**Set task**:
Rewrite all of the data below, requests included, with every pixel coordinate in the answers scaled by 0.4 and rounded to a whole number, halves rounded up. Omit the pictures from your answer.

**Point annotations for photos**:

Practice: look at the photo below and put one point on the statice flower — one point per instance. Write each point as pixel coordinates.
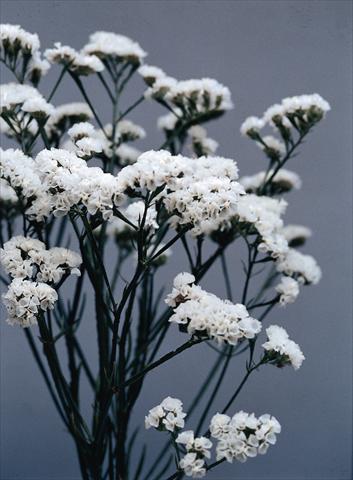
(244, 435)
(192, 465)
(280, 350)
(296, 235)
(298, 111)
(8, 196)
(203, 314)
(283, 181)
(168, 415)
(288, 288)
(299, 266)
(273, 147)
(114, 47)
(14, 40)
(25, 300)
(264, 214)
(27, 258)
(68, 181)
(200, 194)
(65, 116)
(199, 445)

**Solution to this problem**:
Practice: look at the photo below and put one point on the statice flower — one point per instance. Write each point as pixel coordinates.
(98, 174)
(77, 186)
(112, 140)
(118, 94)
(119, 44)
(3, 78)
(81, 126)
(113, 72)
(67, 166)
(115, 115)
(120, 106)
(109, 59)
(46, 19)
(6, 16)
(10, 120)
(106, 86)
(11, 103)
(27, 72)
(80, 78)
(26, 46)
(80, 178)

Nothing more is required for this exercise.